**PROBLEM DESCRIPTION**
From the records below, copy out exactly the lines from the one containing "For the scouting tally, point out every instance of the green" to the one containing "yellow-green leaf with a single pin per instance.", both included. Add nothing else.

**RECORDED INFORMATION**
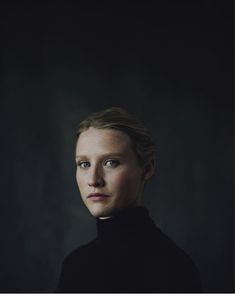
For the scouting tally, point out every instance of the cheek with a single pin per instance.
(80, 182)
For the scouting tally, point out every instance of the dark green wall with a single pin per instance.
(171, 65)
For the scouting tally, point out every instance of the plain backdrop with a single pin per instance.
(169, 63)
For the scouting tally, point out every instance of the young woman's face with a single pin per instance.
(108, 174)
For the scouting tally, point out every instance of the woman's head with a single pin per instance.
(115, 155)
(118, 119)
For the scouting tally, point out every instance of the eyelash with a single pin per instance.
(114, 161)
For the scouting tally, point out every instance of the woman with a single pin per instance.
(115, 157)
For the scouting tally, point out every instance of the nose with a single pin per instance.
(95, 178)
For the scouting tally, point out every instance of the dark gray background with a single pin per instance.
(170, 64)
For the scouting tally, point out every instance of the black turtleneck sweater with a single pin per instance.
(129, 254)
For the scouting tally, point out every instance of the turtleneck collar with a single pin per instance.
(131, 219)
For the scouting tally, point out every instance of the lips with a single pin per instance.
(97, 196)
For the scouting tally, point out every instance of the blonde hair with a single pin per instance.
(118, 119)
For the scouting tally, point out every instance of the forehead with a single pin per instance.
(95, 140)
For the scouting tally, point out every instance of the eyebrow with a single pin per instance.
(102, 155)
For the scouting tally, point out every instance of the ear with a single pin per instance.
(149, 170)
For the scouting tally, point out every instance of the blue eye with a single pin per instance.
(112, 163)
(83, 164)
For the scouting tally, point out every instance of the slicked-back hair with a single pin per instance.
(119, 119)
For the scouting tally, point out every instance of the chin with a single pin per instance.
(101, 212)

* * *

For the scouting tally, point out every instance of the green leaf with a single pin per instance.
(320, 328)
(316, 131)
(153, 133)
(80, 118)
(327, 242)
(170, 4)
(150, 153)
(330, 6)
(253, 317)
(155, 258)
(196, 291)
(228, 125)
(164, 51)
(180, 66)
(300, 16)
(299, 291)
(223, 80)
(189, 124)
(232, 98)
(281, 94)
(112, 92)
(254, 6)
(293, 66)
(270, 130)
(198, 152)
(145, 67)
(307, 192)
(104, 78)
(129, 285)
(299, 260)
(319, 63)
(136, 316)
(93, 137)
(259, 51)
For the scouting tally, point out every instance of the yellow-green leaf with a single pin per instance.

**REPLY TO THE TASK**
For the scouting tally, point out every instance of the green leaf with a single pin per instance.
(320, 328)
(316, 131)
(153, 133)
(80, 118)
(327, 242)
(170, 4)
(150, 153)
(330, 6)
(253, 317)
(155, 258)
(196, 291)
(228, 125)
(164, 51)
(180, 66)
(300, 16)
(299, 291)
(223, 80)
(189, 124)
(232, 98)
(281, 94)
(112, 92)
(254, 6)
(293, 66)
(270, 130)
(198, 152)
(145, 67)
(307, 192)
(104, 78)
(129, 285)
(299, 260)
(319, 63)
(136, 316)
(93, 137)
(259, 51)
For the scouting tally, point out every instance of the yellow-green leaf with a single pin per instance.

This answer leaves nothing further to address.